::: DATA FOR THIS TASK

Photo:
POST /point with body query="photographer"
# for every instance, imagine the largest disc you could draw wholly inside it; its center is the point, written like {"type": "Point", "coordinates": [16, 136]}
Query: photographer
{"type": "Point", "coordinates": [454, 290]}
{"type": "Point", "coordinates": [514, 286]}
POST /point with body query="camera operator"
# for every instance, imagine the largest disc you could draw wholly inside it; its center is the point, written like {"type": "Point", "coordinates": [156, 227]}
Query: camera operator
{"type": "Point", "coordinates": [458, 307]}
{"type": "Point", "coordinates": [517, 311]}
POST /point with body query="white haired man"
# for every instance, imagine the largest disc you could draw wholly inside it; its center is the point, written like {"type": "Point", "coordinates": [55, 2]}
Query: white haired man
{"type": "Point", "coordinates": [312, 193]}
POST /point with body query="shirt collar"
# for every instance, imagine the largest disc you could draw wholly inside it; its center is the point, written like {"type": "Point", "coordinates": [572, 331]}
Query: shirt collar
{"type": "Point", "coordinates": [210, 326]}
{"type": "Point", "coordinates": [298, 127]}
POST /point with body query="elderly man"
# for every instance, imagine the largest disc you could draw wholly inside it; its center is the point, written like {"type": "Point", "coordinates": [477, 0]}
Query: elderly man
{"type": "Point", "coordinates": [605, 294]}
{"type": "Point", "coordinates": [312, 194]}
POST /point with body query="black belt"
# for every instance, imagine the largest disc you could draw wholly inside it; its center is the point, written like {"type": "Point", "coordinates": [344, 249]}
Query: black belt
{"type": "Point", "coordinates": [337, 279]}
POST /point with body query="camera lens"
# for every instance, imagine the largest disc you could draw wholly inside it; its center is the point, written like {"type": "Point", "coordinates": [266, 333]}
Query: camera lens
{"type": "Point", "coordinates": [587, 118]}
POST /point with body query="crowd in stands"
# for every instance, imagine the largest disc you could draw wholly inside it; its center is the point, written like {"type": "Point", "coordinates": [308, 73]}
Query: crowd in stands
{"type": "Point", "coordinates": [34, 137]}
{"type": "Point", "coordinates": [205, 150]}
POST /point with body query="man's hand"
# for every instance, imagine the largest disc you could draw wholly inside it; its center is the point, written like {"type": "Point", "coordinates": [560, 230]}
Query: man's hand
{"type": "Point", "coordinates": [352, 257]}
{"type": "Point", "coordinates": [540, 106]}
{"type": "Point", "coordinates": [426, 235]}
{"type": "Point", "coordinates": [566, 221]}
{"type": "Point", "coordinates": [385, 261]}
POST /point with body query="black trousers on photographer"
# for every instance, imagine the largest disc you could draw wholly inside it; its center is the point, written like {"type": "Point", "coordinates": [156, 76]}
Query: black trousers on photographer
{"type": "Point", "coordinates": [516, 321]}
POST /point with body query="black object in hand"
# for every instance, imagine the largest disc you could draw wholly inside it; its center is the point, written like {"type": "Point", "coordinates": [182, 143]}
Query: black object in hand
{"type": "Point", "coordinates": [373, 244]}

::::::

> [AIM OF THE EXERCISE] Filter on the word "instance": copy each matching line from the entries above.

> [ANSWER BOX]
# for every instance, imagine the largest disc you could draw wholly inside it; its center is the point, written like {"type": "Point", "coordinates": [16, 136]}
# for every instance, imagine the largest disc you could draw wholly inside it; its center is the point, written like {"type": "Point", "coordinates": [156, 227]}
# for every instance, imagine the largest disc you could draw wholly inside it; its center is the point, written like {"type": "Point", "coordinates": [55, 2]}
# for every instance, imagine the largest disc you could draw wholly inside it; its center is the point, written like {"type": "Point", "coordinates": [572, 331]}
# for every instance, imagine the largest disc you could draw wholly inside it; its center is the point, written like {"type": "Point", "coordinates": [477, 0]}
# for every instance, imagine the largest disc you could draw wholly inside it; its center is the point, written like {"type": "Point", "coordinates": [344, 249]}
# for every instance, imagine the largest disc you could draw wholly inside it; its center is the point, written like {"type": "Point", "coordinates": [266, 333]}
# for every instance, imagine the largest disc you could draw wholly inside it; its center is the point, written like {"type": "Point", "coordinates": [308, 73]}
# for every instance, imagine the largest disc you could draw wholly inside it; its center is the point, written like {"type": "Point", "coordinates": [560, 230]}
# for every instance, imagine the largest disc you could draw wholly inside it; its center is the point, written like {"type": "Point", "coordinates": [156, 76]}
# for every instance, imagine the largest disc you could draw wholly inside it; its center is the point, written like {"type": "Point", "coordinates": [182, 143]}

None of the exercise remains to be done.